[What you have to do] No record may be left out; print them all verbatim.

[Extracted data]

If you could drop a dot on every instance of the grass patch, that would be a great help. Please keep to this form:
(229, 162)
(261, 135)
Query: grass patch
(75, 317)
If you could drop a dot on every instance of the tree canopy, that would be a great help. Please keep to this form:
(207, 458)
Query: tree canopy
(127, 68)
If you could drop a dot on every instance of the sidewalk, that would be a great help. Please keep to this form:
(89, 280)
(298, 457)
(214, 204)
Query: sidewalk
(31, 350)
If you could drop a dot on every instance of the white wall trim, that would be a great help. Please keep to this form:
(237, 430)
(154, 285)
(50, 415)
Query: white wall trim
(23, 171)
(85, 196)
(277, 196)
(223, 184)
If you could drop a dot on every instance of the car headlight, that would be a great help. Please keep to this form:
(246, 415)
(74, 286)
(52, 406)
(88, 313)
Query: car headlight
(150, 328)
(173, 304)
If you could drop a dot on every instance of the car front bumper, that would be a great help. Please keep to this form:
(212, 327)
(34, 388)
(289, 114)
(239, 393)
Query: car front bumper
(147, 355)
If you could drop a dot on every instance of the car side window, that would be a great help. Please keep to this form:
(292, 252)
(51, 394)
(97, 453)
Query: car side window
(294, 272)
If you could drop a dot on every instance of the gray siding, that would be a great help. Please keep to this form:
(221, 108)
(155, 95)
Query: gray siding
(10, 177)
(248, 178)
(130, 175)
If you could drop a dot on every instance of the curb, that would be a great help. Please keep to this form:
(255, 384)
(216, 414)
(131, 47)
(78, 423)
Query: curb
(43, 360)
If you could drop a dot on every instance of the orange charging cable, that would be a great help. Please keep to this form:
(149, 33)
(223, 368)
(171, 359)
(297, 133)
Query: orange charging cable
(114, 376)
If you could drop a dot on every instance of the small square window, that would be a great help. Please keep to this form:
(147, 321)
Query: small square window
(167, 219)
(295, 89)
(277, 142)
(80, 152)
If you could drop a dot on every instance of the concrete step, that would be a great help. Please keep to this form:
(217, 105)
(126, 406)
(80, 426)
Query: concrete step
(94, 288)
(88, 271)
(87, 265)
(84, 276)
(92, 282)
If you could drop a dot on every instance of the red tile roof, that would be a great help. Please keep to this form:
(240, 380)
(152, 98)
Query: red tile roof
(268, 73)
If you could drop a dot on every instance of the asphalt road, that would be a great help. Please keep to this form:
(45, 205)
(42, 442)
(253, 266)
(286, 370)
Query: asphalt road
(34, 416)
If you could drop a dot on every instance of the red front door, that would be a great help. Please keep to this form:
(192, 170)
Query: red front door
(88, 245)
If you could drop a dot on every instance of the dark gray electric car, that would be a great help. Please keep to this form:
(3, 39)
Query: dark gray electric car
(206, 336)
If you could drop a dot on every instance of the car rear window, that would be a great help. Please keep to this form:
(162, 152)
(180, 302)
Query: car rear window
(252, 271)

[Solution for this task]
If you could drop a dot on every instance of the grass patch, that would be a great help. Please keep to this form:
(229, 162)
(261, 135)
Query: grass patch
(75, 317)
If you could drop a dot on every instance of the tree canopy, that would be a great help. Please keep to this form:
(207, 458)
Query: tree canopy
(127, 68)
If you could drop a dot on every instance of the sidewalk, that would be a great help. Please keep to this form:
(89, 280)
(298, 457)
(214, 204)
Query: sidewalk
(31, 350)
If you could drop a dot on every instance of the white wall trim, that would be a great help. Please keep to this form:
(237, 430)
(154, 285)
(50, 415)
Query: white wall trim
(23, 171)
(85, 196)
(277, 196)
(223, 184)
If you could drop a dot on every instance of the car headlight, that would be a great help. Please keep to this form:
(246, 415)
(74, 286)
(52, 406)
(88, 313)
Query: car headlight
(150, 328)
(173, 304)
If you could drop a dot on every instance of the car front bumper, that would be a great help. Please keep to this form:
(212, 327)
(34, 388)
(289, 114)
(239, 393)
Query: car front bumper
(147, 355)
If you could drop a dot on every instance of the car side window, that would be a great help. Please keep to this form:
(292, 252)
(51, 394)
(97, 453)
Query: car side window
(294, 272)
If you could drop a dot on every instance of the gray siding, that would be a great help. Please keep to this form:
(221, 108)
(155, 95)
Query: gray siding
(10, 177)
(248, 178)
(130, 175)
If you could drop a dot on every instance of the curb, that would be a great help. Please keep to this form:
(255, 384)
(216, 414)
(131, 47)
(78, 423)
Query: curb
(43, 360)
If you could drop a dot on every instance of the orange charging cable, that would be a great help. Please keep to this form:
(149, 33)
(223, 368)
(171, 359)
(297, 133)
Query: orange charging cable
(114, 376)
If you could drop a dot on every instance of the small square window, that would be a great help. Please keep to this form:
(147, 321)
Query: small square window
(167, 219)
(295, 89)
(277, 142)
(80, 152)
If you could drop a dot on every instance of the concrete step, that would be a great help. Please keep to this form:
(217, 105)
(126, 406)
(80, 426)
Query: concrete step
(94, 288)
(88, 271)
(87, 265)
(84, 276)
(92, 282)
If you could drop a dot on every instance of the red tile roof, that would be a great help. Please keep to this form:
(240, 380)
(152, 98)
Query: red tile roof
(268, 73)
If you could drop a dot on every instance of the asphalt road, that would be a great help. Please keep to this form:
(45, 205)
(42, 442)
(253, 266)
(286, 370)
Query: asphalt road
(34, 416)
If you could drop a dot on every instance of the red front door, that would be a great help. Please keep to this form:
(192, 170)
Query: red front door
(88, 245)
If you could drop a dot on every instance of the dark gray electric car, that would be a great help. Please keep to this form:
(3, 39)
Query: dark gray electric car
(206, 336)
If you could drop a dot on every instance of the car rear window, that would be a great help. Please keep to this form:
(162, 152)
(180, 302)
Query: car rear window
(252, 271)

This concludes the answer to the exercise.